§ SOURCE TEXT:
-*-
We had another of our disagreements. Disagreement isn’t really the right word. Misunderstanding isn’t it, either, although it did eventually turn into a misunderstanding. To put it plainly, he asked if we could help a friend. I told him my concerns but agreed to helping. Brad focused on my concern rather than my compromise and it turned into a heated discussion about my reason for attending (or not) an event with him next month.

Which turned into a disagreement about how needy I am in our relationship.

Which turned into a misunderstanding about what he meant and really said.

Which turned into me yelling at him and saying things I didn’t mean.

Which turned into me crying.

That hasn’t turned into anything else, yet. I’m still crying.

My heart is breaking because I know that we truly love each other with all of our hearts. My soul hurts because the man I’m certain I belong with for the rest of my life is hurting from the horrid words I threw at him last night. And for once I’m not over-reacting when I think that this might truly be the end of “us.”

So many times we misunderstand each other or try so hard to make the other happy at our own expense or misinterpret body language. We are so in love that we try so hard not to hurt the other, but our attempts backfire and cause more pain. We are both so afraid of the next “disagreement” that we walk on eggshells. We decide to be more open with each other. We decide to not be more open with each other. We decide to respond right away with our feelings. We decide to give each other time to figure out a rational response.
-*-
§ EXERCISE A: Which lines of the entries below contain the string "green"? Pick out and copy each of them, counting a match only when the case is the same.

§ SUPPLIED DATA:
-*-
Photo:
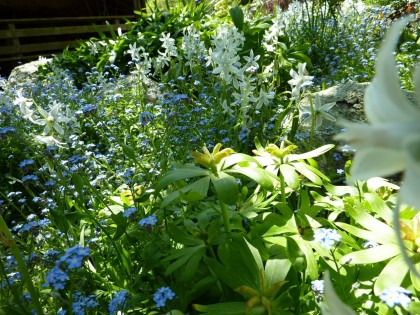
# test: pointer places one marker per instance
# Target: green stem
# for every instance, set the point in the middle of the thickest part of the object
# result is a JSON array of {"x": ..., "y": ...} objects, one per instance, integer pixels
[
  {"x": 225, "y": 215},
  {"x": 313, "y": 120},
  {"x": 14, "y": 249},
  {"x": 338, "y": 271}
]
-*-
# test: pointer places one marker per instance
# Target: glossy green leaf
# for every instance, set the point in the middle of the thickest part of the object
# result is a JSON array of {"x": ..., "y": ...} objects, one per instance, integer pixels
-*-
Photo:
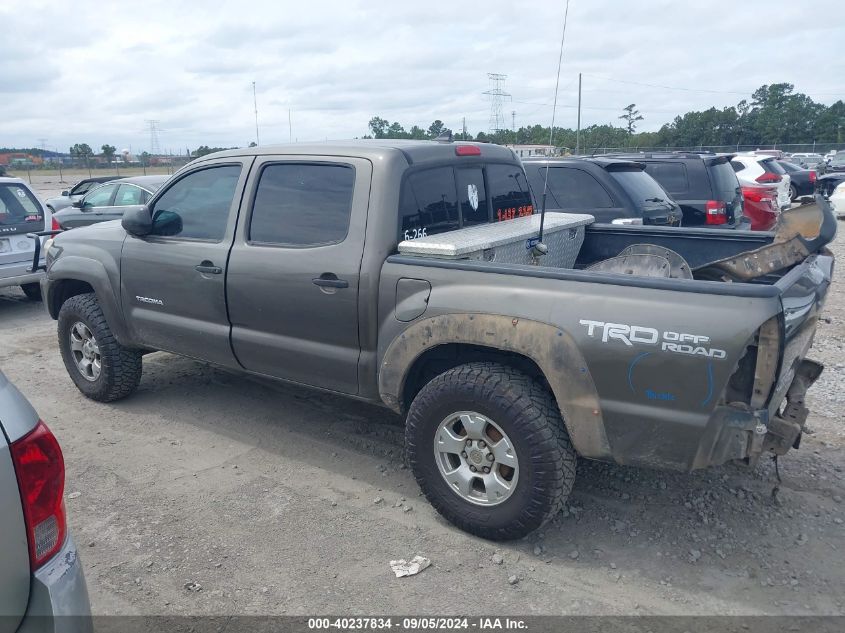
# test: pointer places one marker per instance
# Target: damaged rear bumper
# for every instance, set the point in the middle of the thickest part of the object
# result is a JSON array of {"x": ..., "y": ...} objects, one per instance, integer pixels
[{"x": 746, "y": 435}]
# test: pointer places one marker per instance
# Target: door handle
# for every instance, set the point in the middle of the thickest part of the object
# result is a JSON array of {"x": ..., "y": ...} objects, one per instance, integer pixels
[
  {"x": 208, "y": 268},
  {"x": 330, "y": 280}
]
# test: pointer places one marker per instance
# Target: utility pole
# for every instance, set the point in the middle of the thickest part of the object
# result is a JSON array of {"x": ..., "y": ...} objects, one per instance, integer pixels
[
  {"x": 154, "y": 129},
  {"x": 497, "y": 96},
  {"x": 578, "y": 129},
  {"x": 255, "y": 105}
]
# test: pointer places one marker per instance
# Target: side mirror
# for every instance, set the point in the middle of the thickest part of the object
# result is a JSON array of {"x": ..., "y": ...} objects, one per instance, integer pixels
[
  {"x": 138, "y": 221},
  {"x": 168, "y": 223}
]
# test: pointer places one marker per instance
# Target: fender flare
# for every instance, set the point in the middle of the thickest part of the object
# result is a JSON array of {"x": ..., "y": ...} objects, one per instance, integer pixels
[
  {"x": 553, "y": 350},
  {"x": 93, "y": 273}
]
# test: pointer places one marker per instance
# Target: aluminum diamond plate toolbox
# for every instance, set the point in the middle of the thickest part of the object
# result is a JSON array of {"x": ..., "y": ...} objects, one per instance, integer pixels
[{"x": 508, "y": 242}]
-*-
§ EXERCISE B: Reproduce the passage of the post about the couple's disagreement from "Which turned into a misunderstanding" up to and including "into me crying.".

§ RIGHT ANSWER A:
# Target: green stem
# Target: glossy green leaf

§ RIGHT ANSWER B:
Which turned into a misunderstanding about what he meant and really said.

Which turned into me yelling at him and saying things I didn’t mean.

Which turned into me crying.